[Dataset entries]

——

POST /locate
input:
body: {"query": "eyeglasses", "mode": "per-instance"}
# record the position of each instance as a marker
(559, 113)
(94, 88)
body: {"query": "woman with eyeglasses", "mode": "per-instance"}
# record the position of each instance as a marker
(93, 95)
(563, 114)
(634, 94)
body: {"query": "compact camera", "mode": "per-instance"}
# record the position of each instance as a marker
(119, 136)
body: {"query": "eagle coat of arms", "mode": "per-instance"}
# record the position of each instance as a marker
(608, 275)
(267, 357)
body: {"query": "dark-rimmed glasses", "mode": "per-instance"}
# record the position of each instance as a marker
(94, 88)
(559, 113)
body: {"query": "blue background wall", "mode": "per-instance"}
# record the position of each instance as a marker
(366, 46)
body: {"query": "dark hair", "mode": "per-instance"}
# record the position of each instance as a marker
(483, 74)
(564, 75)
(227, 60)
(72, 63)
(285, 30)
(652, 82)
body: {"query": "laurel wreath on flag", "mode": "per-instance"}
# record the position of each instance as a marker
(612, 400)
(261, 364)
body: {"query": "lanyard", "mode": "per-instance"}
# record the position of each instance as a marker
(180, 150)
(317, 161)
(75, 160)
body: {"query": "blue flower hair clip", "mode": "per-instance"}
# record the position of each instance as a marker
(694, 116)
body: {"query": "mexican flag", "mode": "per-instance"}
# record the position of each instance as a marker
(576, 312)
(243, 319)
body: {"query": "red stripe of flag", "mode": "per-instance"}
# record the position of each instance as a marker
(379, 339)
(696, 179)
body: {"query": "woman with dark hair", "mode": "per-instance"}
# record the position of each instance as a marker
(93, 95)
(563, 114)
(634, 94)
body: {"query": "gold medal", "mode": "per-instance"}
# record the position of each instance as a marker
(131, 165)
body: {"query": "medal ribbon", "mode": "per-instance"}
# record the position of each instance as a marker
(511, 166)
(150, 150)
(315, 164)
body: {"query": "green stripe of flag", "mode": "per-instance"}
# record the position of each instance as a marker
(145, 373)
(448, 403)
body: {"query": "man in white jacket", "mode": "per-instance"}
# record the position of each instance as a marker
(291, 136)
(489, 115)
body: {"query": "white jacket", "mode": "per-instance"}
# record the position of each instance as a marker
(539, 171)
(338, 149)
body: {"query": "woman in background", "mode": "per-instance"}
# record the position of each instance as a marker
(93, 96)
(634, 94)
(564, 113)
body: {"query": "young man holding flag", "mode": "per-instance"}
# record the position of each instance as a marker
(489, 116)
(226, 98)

——

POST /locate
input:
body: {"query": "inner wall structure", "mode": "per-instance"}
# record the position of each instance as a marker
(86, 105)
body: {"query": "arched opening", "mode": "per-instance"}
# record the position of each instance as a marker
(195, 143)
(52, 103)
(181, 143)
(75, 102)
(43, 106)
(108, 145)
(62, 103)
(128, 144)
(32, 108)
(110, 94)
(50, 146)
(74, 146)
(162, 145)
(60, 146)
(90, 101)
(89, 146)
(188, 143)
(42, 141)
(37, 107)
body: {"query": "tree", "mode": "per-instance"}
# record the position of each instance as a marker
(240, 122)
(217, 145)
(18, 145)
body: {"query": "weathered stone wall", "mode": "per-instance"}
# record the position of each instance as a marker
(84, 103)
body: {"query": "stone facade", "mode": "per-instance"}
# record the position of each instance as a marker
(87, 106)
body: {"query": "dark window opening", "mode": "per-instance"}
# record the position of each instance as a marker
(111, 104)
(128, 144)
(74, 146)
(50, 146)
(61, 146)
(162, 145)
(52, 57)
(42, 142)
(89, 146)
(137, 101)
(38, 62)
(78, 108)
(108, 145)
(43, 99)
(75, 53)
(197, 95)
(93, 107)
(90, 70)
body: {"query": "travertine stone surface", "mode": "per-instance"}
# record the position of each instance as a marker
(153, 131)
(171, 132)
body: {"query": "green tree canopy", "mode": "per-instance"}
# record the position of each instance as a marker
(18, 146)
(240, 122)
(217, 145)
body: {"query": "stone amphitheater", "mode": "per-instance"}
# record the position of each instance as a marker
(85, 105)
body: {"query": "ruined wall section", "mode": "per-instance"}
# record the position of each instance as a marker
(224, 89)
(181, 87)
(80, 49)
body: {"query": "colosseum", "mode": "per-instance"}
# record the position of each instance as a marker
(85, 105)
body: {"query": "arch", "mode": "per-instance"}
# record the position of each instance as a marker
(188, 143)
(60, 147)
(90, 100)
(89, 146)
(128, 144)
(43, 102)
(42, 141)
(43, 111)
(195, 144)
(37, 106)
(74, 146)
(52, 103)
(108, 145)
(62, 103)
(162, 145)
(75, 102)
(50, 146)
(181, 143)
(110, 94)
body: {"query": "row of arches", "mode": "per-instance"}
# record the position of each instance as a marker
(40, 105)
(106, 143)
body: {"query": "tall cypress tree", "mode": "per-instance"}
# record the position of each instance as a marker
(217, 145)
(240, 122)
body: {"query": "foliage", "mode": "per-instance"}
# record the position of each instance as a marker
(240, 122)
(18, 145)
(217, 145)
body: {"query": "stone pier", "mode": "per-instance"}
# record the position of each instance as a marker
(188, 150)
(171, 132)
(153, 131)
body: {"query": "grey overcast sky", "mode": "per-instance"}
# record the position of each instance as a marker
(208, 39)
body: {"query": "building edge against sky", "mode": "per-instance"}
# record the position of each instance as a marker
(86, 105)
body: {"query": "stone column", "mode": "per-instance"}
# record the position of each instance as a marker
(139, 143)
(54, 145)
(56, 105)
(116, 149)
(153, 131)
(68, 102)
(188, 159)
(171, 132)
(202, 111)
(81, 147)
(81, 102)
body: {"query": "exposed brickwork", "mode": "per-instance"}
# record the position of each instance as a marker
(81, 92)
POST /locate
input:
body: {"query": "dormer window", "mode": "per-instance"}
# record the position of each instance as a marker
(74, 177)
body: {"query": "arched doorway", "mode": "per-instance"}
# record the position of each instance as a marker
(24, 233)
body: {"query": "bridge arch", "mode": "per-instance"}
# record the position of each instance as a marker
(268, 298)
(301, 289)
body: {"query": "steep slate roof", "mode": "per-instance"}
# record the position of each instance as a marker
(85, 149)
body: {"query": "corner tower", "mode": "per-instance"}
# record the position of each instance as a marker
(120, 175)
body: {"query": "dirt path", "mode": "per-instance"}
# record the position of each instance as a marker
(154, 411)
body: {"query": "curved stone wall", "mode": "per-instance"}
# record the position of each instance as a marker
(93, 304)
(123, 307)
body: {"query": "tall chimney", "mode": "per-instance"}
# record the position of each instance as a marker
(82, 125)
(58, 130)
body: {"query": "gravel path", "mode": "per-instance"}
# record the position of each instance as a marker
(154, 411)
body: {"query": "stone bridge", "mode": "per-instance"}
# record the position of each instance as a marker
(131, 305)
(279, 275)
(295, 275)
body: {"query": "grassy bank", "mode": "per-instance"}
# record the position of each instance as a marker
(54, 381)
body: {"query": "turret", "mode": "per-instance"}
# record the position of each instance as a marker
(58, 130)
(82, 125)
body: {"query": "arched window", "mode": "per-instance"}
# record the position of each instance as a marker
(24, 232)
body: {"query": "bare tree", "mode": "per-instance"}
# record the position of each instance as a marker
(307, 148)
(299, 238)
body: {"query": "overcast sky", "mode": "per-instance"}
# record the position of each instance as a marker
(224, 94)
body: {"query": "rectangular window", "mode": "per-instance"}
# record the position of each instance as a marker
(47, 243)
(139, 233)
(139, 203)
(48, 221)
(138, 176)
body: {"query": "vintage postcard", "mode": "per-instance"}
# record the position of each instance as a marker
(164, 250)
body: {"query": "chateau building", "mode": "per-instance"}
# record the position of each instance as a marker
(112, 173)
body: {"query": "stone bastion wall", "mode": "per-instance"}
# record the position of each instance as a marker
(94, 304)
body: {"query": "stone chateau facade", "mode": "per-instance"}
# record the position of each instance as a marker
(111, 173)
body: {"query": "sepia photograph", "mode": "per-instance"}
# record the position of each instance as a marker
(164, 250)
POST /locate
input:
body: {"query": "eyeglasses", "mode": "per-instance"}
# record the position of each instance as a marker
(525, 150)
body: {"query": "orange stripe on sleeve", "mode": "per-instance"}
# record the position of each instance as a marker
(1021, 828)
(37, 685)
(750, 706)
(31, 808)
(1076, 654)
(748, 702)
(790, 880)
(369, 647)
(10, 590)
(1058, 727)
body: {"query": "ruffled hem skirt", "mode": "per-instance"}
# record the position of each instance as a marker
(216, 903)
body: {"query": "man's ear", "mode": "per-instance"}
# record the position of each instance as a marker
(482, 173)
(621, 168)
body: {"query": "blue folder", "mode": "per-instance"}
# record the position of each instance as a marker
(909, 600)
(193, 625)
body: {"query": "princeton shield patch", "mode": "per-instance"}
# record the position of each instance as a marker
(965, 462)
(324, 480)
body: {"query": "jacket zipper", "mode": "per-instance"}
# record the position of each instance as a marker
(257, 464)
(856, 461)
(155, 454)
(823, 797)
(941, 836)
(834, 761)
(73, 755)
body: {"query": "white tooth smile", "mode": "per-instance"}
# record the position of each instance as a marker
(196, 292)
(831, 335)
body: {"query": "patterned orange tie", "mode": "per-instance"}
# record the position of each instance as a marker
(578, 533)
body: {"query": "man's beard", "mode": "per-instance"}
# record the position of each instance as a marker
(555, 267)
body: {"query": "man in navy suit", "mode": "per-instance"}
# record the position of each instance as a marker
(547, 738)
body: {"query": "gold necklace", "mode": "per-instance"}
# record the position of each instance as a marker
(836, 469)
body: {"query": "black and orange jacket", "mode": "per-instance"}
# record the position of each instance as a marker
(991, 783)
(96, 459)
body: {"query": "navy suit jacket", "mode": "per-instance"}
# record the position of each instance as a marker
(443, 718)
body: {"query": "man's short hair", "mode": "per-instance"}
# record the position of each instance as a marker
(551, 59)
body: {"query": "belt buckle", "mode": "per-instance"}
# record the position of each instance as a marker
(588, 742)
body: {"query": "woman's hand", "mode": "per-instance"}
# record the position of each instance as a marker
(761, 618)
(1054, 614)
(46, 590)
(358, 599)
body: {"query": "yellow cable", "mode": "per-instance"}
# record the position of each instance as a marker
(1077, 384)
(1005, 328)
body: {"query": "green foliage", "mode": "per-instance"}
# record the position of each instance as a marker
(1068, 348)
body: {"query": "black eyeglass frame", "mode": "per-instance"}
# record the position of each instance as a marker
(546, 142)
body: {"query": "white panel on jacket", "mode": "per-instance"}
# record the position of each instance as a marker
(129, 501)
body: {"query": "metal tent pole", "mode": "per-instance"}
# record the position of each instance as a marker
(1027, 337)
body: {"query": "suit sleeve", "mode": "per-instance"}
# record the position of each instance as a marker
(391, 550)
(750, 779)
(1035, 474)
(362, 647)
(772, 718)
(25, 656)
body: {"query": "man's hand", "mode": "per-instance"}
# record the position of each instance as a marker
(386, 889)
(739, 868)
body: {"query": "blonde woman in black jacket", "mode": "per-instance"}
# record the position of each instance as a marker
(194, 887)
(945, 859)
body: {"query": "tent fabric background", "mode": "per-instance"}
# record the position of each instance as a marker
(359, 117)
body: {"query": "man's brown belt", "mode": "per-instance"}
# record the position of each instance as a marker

——

Show every line that contains the word "tree", treating case as significant.

■ RESPONSE TO THIS EXERCISE
body: {"query": "tree", "mode": "per-instance"}
body: {"query": "green tree canopy", "mode": "per-instance"}
body: {"query": "tall cypress tree", "mode": "per-instance"}
body: {"query": "bare tree", "mode": "per-instance"}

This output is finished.